**What is expected**
Copy nothing before the line containing "Where can you spot the pine". Reproduce that line and all that follow, exactly, through the end of the records.

**Stored data entries**
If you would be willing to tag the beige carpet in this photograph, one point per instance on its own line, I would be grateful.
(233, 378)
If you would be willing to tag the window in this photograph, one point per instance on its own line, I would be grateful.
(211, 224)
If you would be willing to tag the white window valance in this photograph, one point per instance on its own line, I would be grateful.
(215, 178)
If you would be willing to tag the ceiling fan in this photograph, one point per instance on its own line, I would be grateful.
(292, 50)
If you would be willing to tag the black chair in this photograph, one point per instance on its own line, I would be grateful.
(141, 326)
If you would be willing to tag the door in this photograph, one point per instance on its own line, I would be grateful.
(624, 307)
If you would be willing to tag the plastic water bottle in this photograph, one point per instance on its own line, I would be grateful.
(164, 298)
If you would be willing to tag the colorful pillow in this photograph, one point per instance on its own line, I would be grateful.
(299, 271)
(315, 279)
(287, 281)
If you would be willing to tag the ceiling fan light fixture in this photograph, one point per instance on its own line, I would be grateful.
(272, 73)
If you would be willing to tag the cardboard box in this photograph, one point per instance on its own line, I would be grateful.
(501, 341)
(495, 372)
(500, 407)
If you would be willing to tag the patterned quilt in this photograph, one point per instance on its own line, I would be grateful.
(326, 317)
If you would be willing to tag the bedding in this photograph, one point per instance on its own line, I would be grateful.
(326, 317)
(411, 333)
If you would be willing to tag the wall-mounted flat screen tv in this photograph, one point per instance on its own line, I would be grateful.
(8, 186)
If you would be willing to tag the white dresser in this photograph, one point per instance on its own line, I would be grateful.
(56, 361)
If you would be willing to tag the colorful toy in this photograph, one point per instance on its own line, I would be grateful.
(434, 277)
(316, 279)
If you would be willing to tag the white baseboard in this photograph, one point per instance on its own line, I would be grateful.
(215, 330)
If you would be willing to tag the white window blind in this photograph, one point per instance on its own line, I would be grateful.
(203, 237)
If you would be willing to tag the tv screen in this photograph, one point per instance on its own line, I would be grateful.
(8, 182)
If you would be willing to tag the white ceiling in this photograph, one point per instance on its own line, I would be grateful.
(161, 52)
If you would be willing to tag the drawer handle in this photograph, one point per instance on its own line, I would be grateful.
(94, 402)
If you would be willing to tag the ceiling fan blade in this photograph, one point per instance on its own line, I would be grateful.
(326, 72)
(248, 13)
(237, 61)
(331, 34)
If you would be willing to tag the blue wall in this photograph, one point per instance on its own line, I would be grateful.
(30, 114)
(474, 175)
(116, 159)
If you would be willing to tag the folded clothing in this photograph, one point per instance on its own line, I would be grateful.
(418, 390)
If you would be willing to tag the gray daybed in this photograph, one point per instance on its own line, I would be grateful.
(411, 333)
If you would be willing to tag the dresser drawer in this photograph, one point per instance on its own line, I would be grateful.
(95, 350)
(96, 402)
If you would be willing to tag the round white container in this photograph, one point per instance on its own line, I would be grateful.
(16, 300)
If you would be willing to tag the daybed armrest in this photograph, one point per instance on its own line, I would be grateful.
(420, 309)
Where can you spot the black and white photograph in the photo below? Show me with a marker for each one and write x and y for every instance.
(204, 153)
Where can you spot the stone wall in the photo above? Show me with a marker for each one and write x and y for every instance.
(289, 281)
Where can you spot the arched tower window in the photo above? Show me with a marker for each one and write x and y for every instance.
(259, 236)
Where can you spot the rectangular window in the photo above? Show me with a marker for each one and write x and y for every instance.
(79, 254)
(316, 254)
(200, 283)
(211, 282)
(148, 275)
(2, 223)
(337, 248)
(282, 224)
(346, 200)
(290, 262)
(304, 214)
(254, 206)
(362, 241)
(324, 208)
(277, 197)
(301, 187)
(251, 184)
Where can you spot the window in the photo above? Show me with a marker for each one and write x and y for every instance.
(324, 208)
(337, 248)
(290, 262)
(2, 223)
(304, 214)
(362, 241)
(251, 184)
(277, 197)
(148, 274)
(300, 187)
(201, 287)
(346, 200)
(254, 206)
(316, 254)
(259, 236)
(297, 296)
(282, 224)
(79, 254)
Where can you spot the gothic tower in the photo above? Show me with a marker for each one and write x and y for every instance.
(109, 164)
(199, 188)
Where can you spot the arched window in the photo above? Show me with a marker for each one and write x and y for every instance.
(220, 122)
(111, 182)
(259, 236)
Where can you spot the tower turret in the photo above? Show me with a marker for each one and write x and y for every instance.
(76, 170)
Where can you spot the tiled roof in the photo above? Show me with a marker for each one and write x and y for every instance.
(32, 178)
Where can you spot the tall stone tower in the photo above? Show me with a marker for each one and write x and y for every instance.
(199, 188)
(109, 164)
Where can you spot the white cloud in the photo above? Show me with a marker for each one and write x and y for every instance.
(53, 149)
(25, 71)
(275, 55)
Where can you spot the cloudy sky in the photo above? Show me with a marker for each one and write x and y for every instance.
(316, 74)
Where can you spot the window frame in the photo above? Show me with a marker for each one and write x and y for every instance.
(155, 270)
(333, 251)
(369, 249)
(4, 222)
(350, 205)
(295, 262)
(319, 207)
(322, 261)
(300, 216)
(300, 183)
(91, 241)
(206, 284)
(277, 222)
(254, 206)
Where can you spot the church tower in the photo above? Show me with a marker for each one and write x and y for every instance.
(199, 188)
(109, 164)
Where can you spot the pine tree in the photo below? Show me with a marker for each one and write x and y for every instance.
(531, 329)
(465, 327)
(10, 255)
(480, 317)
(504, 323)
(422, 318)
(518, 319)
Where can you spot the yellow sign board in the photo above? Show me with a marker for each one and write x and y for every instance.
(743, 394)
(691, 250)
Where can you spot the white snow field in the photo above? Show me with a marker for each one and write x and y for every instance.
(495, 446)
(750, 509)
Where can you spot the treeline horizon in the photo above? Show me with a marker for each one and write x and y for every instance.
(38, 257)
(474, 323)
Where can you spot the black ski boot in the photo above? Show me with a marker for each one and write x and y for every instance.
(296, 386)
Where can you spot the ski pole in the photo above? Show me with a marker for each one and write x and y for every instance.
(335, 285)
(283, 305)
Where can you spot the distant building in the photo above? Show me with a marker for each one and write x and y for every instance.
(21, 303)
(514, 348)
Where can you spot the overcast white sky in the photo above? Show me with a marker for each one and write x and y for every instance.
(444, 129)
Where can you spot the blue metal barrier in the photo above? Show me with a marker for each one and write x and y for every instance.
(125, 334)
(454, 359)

**Response**
Where can you spot the pine tree in the photo below? Show me with a marker for each one and write x and y for every instance.
(531, 329)
(465, 327)
(10, 255)
(480, 317)
(504, 323)
(422, 318)
(518, 319)
Where can you spot the yellow sign board in the photo above? Show me with a marker for each one and write x and y for every instance.
(743, 394)
(691, 250)
Where can you spot the white snow field in the photo above? Show me with a marker for each one and write x and y for every instance.
(495, 446)
(750, 509)
Where can you spot the treeline horizon in the photo above? Show me with a marker for each one and write x and y for every instance.
(38, 257)
(474, 323)
Where can you spot the black ski boot in the photo above? Show me with a marker for each one and write x and y for every instance.
(296, 386)
Where can you spot the ski pole in the photo above? Show me with a marker for each one and write x and y for every instance.
(335, 285)
(283, 305)
Where can you spot the distant building in the photo above? Show me with a marker for each one and write x and y for every instance.
(21, 303)
(514, 348)
Where can you spot the overcast white sky in the photo above? Show me with a marker for each one and write x and y for every instance.
(444, 129)
Where can you spot the blue metal barrier in the photo above? Show me with a marker for each one and write x and y for every instance.
(125, 334)
(454, 359)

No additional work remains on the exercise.